╔══
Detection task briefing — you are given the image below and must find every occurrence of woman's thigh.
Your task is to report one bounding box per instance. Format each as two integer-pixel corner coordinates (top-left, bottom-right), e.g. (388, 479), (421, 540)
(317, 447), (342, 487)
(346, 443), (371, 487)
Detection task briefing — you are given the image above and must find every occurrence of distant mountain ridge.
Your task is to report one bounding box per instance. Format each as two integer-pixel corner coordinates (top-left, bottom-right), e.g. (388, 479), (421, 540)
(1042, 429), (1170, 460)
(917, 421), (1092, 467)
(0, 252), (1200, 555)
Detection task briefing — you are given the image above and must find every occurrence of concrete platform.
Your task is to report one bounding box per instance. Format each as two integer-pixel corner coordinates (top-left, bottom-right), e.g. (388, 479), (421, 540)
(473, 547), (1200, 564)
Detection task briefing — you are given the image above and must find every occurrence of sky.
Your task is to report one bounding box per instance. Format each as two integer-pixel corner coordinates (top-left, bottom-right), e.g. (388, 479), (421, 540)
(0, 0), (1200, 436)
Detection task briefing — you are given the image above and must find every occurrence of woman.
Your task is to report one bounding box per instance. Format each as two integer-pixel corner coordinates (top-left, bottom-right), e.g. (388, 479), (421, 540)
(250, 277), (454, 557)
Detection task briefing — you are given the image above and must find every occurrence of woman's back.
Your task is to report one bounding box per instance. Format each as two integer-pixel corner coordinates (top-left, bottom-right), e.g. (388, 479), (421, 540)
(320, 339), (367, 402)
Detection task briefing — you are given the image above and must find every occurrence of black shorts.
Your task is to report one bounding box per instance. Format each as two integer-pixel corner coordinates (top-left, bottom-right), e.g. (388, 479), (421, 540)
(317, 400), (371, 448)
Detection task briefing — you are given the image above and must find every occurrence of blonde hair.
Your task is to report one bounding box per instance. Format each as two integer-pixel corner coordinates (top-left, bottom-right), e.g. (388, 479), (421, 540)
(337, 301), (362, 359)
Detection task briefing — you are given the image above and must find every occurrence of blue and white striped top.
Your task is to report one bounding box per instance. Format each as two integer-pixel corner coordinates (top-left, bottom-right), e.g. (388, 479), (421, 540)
╚══
> [Goal]:
Copy verbatim the lines of the records above, from the line containing "of black shorts." through the line containing "(317, 400), (371, 448)", including both of those lines.

> [Finished task]:
Detection task briefing — you are given the image above and must find every occurrence of black shorts.
Your task is to report one bounding box per instance. Format each as two integer-pixel corner coordinates (top-left, bottom-right), e.g. (388, 479), (421, 540)
(317, 400), (371, 448)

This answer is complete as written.